+++ RECORD SET +++

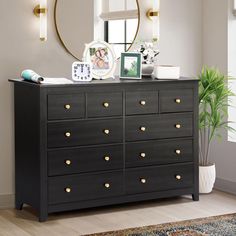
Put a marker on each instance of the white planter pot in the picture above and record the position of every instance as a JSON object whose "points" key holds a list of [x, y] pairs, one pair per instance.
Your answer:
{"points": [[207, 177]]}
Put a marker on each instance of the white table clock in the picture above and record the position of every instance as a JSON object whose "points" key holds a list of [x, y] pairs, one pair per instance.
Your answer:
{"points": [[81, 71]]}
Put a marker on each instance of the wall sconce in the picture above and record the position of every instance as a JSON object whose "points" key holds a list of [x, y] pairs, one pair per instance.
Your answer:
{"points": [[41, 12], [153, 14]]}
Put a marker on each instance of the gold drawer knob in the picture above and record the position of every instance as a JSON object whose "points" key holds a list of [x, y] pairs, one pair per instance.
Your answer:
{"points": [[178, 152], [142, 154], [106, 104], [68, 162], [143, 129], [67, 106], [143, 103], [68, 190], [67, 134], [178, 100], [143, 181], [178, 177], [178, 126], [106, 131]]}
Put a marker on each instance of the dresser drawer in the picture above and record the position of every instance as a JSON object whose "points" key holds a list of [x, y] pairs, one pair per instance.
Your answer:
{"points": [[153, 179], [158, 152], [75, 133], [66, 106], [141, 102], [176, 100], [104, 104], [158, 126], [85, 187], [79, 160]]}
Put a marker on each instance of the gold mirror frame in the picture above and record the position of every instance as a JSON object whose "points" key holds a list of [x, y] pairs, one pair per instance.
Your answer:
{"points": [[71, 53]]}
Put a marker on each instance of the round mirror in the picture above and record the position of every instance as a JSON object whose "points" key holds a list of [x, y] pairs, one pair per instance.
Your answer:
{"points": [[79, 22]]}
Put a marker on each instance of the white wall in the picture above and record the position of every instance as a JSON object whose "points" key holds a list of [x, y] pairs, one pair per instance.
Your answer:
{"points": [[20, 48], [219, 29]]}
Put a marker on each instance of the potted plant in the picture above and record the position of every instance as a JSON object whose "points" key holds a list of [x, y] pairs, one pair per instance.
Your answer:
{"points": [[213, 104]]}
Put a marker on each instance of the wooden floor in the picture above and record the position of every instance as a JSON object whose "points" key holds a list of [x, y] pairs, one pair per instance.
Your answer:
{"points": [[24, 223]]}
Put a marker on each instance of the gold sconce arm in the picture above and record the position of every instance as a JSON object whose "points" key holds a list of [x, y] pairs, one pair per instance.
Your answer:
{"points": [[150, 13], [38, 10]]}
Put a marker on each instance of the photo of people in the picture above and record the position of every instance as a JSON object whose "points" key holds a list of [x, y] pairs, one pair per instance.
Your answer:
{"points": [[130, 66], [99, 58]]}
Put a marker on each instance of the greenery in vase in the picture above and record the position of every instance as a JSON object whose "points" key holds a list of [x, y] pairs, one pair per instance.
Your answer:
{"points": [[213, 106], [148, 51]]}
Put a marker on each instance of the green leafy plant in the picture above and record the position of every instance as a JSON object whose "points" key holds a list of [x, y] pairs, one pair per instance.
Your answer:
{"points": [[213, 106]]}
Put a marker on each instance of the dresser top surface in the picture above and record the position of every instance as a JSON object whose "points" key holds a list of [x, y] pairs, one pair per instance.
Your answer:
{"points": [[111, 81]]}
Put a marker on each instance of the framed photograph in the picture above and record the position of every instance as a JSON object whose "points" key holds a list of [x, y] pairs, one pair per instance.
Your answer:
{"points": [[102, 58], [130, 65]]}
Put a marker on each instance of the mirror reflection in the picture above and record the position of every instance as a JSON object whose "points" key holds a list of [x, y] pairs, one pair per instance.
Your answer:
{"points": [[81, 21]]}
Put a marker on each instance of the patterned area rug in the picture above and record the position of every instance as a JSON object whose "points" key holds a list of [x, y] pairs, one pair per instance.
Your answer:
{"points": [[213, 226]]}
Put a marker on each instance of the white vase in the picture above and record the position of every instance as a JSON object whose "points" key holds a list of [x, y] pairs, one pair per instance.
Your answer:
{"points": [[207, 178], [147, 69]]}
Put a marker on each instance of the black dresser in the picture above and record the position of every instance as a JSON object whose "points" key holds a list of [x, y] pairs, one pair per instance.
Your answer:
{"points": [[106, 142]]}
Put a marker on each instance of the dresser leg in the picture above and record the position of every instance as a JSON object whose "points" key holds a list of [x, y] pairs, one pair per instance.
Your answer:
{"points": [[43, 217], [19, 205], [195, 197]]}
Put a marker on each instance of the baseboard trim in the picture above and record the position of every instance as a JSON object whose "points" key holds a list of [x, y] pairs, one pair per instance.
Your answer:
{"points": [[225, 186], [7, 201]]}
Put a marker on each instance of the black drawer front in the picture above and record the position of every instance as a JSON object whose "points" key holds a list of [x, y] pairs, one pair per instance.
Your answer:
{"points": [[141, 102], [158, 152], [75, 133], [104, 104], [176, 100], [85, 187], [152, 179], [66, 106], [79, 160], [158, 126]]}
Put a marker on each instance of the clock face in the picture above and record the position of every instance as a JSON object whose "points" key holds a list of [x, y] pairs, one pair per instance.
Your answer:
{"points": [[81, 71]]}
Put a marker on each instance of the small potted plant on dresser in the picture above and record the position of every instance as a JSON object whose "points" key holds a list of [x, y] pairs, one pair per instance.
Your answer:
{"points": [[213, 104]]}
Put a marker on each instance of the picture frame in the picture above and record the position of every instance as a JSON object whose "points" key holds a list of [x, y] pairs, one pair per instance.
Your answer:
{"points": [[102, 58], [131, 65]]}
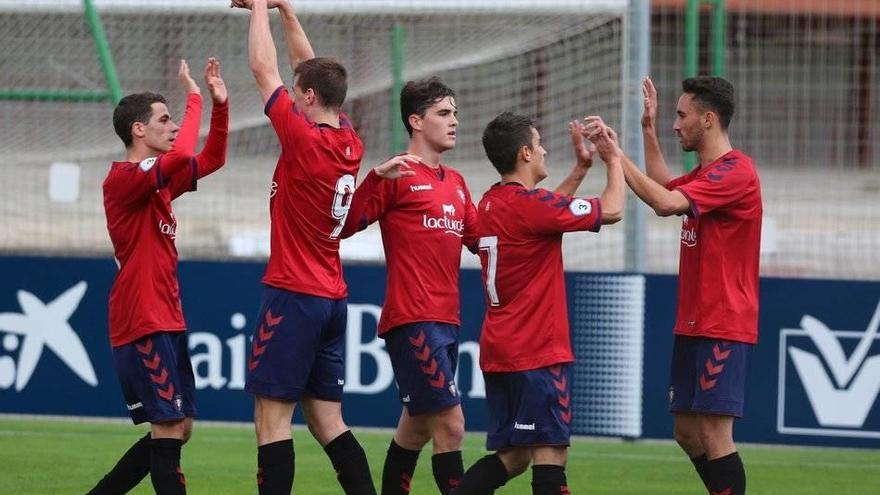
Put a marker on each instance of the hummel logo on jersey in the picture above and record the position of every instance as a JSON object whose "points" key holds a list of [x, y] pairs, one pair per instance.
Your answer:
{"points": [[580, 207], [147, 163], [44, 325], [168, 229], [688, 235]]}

+++

→ TO BE DONE:
Quote every line word for word and keep the images out of the copy.

→ RESULT OF THIS EXERCISE:
Put a marker on each instance of the white planter pot in the picture above and record the position of every instance as a JSON object whose "points" key holds a list of [x, y] pairs, one pair per instance.
Your answer:
{"points": [[207, 177]]}
Put a marker on each instance of the white table clock in the picture above and record the position of every instance as a JSON object whose "points" key holds a list of [x, y] pairs, one pair per instance.
Your answer:
{"points": [[81, 71]]}
Put a marker on each instance of the wall sconce in the picture above and record the position of every instance as a JSON object whose "points" key holds a list of [x, y] pairs, one pair per instance.
Your answer:
{"points": [[41, 12], [153, 14]]}
Put a marker on each instance of the gold drawer knob in the picture above and record the position of every instance as a JSON object whose "points" key holds a list of [x, y] pairs, one pair per instance.
Your answer:
{"points": [[178, 152], [142, 154], [106, 104], [68, 162], [143, 129], [67, 106], [143, 103], [68, 190], [67, 134], [178, 100], [143, 181], [178, 177], [178, 126], [106, 131]]}
Put a marker on each instance of the dresser drawer in the picture above and record the position of every instance as a JSON object whose "points" key holds a list of [x, y] pairs, one pair per instance.
Your answer:
{"points": [[153, 179], [158, 152], [75, 133], [66, 106], [141, 102], [176, 100], [104, 104], [158, 126], [85, 187], [79, 160]]}
Put a marker on each instance of the gold mirror frame in the picture above and record the position of every instance as a JSON object whose "points" key holds a list of [x, y] pairs, one pair per instance.
Your answer:
{"points": [[71, 53]]}
Put a marker on each instance of the round mirror in the picture above and record the position of every instance as a JSON object whose "points" key holds a list of [x, y] pairs, one pair per instance.
Your answer:
{"points": [[79, 22]]}
Put a marker on each instance of the white wall in the picture above and record the position of every instance as a JSON object whose "points" key holds a list of [x, y] pairs, one pair per instance.
Your answer:
{"points": [[20, 48], [219, 29]]}
Put a marker on each instance of the potted plant in the picture above and record the position of every instance as a JSON object whose "points" key holds a list of [x, y] pairs, one pair per instance.
Your answer:
{"points": [[213, 104]]}
Put a marker on each instance of the wooden floor in the picture above and record the position of every instance as a JSON object whose "points" key holds a list of [x, y] pairs, one pair per instance.
Your answer:
{"points": [[24, 223]]}
Put a marker on each instance of the gold sconce arm in the picture above and record the position of every instance as a JSON object whose "points" key holds a list of [x, y] pairs, one pair per instance.
Your answer:
{"points": [[150, 13], [38, 10]]}
Put a marker on each instance of the photo of people in the picture above and record the position of every instance as a JSON object whose "points" key holds a list of [x, y] pairs, one pair per instance.
Your answer:
{"points": [[130, 66], [99, 58]]}
Put a marker on each instance of the greenery in vase in the picture above and record the position of every instance as a JSON object whose "points" key holds a list of [x, y] pairs, one pair per instance.
Your answer:
{"points": [[213, 106], [148, 51]]}
Put a marker on each instance of the green leafy plant in the picture above and record the position of every instance as a JSON object whose "points" key holds a list of [x, y] pairs, one pair per instance.
Your answer:
{"points": [[213, 106]]}
Put a marker on each instance of the dresser top surface in the picture above and record the position of every instance as a JSON object whose "points" key holds a list of [x, y] pairs, one pair per instance.
Your answer:
{"points": [[111, 81]]}
Put a marker on each instance of the framed photograph in the picture above and record the position of every instance as a JSON object whose "points" key holds a list of [x, y] pairs, one pair per instance.
Your answer:
{"points": [[102, 58], [130, 65]]}
Put a marker on each instance of the mirror reflection in the picture above and record the position of every instance as a JSON object whose "points" key holds a list of [x, y] pairs, one pair per instance.
Your answer:
{"points": [[81, 21]]}
Put a marker on each instance of the patterned area rug in the picture above and record the position of every instance as a JSON object whose "points" key holds a list of [x, y] pairs, one pair per instance.
Your answer:
{"points": [[213, 226]]}
Put a marker on each instance of the white vase in the picture above and record the position of every instance as a JSON object whose "points" key holds a list of [x, y] pairs, one pair per instance.
Your answer:
{"points": [[207, 178], [147, 69]]}
Put a marker on each instance of the black dresser in the picture above and record the position of every instance as a JSON object whose "points" key holds a list of [x, y] pairs, one pair per instance.
Your answer:
{"points": [[106, 142]]}
Put a marker on each instance of the dresser leg in the picture above and record the position of every instance as a JSON object whose "points" key holds a list of [x, y] pairs, one pair per instance.
Your answer:
{"points": [[43, 217], [19, 205], [195, 197]]}
Put a marker on each instance of the baseboard trim in the picture above and record the position of every instance as a JSON object whose "points" key holds a list of [x, y] pairs, one pair per instance.
Your answer:
{"points": [[225, 186], [7, 201]]}
Put a marker on each instance of the black drawer front in the picture above and record the position of every instance as a JSON object whose "points" key holds a list of [x, y] pairs, one pair per instance.
Your answer:
{"points": [[141, 102], [158, 152], [75, 133], [104, 104], [176, 100], [85, 187], [152, 179], [66, 106], [79, 160], [158, 126]]}
Put a marker on each instance of the clock face in the picture above and record the position of every instance as a JSON object whose "points" key holds a list of [x, y] pairs, one pair per instance.
Your answer:
{"points": [[81, 71]]}
Put a marker on each instance of the small potted plant on dresser in the picture above and record the position of every instance as a JSON object whose "points" key holds a list of [x, y] pairs, one pair per instance.
Your answer:
{"points": [[213, 104]]}
Put a marker on each instance of the picture frame in the picture above and record the position of every instance as a JSON object whose "points" key holds a list of [x, y] pairs, one pair per instance.
Your answer:
{"points": [[102, 58], [131, 65]]}
Put a marker on each instance of the hummel logo on jersey in the picture above and record the position of every instance as a JSON object whose "points" key holds a list of [x, y] pairs, one pair per instance.
Your answer:
{"points": [[580, 207], [147, 163], [44, 325], [168, 229], [688, 235]]}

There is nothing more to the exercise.